- Objective 1 -
In the film notes below, who stars alongside Fay Wray in Thunderbolt?

===== Source text =====

Friday, 28 February 2020

130

Lights of New York (1928 - b/w) - Under-an-hour experimental gangster pic, semi-sound picture.

The Hole in the Wall (1929 - b/w) - Nothingy, basic Colbert-G. Robinson drama made when sound was a novelty.

Thunderbolt (1929 - b/w) - Disjointed semi-sound/semi-silent with Fay Wray and Richard Arlen. Almost noir from von Sternberg.

MATA HARI (1931 - B/W) - I don't get Garbo. Too icy.
Knockoffs followed. After Tonight (1933 - b/w) with Constance Bennett, who did similar shtick in Madame Spy (1942 - b/w). Madeleine Carroll in I Was  A Spy (1933 - b/w). And Dietrich did Dishonored (1931 - b/w).

The Star Witness (1931 - b/w) - Oddly slapsticky William Wellman courtroom/crime drama with Walter Huston and forty-odd Chic Sale as a doddery comedy pensioner.

===== Supplied records =====

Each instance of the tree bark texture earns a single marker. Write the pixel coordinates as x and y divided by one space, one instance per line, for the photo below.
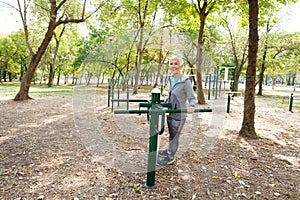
248 128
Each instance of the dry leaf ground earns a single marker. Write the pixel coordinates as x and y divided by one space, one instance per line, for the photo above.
45 155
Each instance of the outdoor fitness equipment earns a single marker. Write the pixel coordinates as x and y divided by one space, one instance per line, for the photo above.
156 111
230 95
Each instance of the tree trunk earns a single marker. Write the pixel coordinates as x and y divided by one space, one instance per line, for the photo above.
200 92
263 65
23 93
248 128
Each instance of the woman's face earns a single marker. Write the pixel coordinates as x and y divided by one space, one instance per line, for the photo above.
175 67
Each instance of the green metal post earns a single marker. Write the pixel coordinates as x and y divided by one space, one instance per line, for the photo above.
108 94
234 80
228 103
209 82
291 102
153 140
216 94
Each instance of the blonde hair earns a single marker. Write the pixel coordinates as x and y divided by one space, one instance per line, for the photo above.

=====

- Objective 2 -
Please reproduce the records from the line containing "Each instance of the woman's" through the end of the records, with both ends included.

- Final answer 1 -
Richard Arlen

- Final answer 2 -
Each instance of the woman's face earns a single marker. Write the pixel coordinates as x and y divided by one space, one instance per line, for the photo above.
175 67
Each instance of the green metal post earns a single marker. Write the pixel coordinates as x and y divided by one space, one instance per line, for the photo above.
108 94
234 80
228 103
209 82
291 102
153 140
216 94
Each instance of the blonde hair earns a single marker. Write the pixel coordinates as x and y divided by one space, one instance per line, for the photo above.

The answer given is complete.